◆ WORK TO BE COMPLETED: Transcribe every entry that follows exactly, omitting all pictures.

◆ EXTRACTED DATA:
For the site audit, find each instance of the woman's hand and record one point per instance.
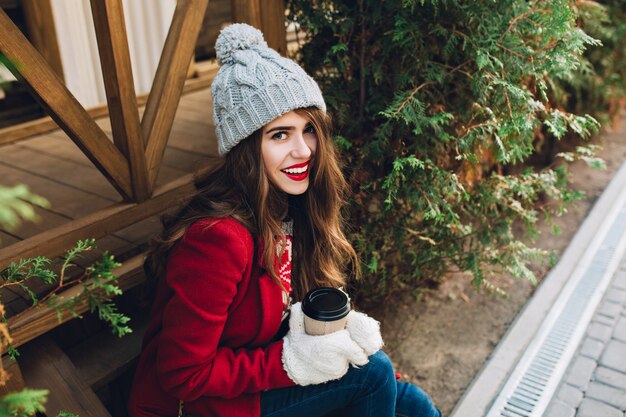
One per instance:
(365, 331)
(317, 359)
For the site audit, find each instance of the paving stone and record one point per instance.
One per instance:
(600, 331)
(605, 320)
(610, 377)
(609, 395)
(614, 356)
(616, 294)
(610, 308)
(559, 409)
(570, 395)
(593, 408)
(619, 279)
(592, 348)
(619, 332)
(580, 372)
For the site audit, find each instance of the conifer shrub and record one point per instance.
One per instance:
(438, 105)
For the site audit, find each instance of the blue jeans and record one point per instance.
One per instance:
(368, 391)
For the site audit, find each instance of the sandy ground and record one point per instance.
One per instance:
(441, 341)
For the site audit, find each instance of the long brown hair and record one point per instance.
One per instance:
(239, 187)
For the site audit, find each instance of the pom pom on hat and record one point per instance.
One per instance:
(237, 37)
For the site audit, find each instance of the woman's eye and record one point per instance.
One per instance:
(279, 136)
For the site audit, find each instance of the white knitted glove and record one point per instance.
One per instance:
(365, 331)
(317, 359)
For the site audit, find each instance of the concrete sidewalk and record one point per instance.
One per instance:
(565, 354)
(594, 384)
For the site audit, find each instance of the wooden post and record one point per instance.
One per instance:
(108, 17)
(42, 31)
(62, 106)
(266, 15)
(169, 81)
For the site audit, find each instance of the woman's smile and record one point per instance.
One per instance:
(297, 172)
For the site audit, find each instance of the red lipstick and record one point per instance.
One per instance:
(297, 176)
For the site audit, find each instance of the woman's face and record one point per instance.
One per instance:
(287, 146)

◆ FINISHED EXERCISE:
For the site audit, find each instance of the woman's hand and record one point per instance.
One per instance:
(365, 331)
(317, 359)
For the site audit, find each instance of the paving stone and record one point per instance.
One per instance:
(600, 331)
(605, 320)
(610, 377)
(609, 395)
(614, 356)
(616, 294)
(610, 308)
(559, 409)
(570, 395)
(593, 408)
(619, 279)
(592, 348)
(619, 332)
(580, 372)
For the site audit, find each instance of the conifer shrub and record one point per instance.
One per instance:
(438, 105)
For the site audit, find each instance of the blue jeans and record one point per instance.
One per instance:
(368, 391)
For the site audit, find each instance of the sandy ground and record one point per instance.
One per instance:
(441, 341)
For the site audit, find each instance of the long brown hair and record one point per instance.
One per instance:
(239, 187)
For the site audit, find each instance of the pom pom on hat and record one point per instance.
One per instance:
(237, 37)
For the site audit, find each instance of the woman's eye and record one point per instance.
One per instance:
(279, 136)
For the site audit, find each instance of the white knitted glove and record one point per instance.
One per instance:
(365, 331)
(317, 359)
For the site audit, find each instance of the concrete sidewalk and record one point per instance.
One per instance:
(565, 354)
(594, 384)
For the site audit, find each instance of the wooden post and record one point per instance.
One per instance:
(108, 17)
(42, 31)
(62, 106)
(266, 15)
(169, 81)
For the site audit, find each instance of the woman's smile and record one point per instance.
One per instance:
(297, 172)
For the site audit, find each instance of the red lipstick and record one point per instance.
One per instance:
(297, 176)
For the site audit, find each instance of the woman's face and record one point per instance.
One per instance:
(287, 146)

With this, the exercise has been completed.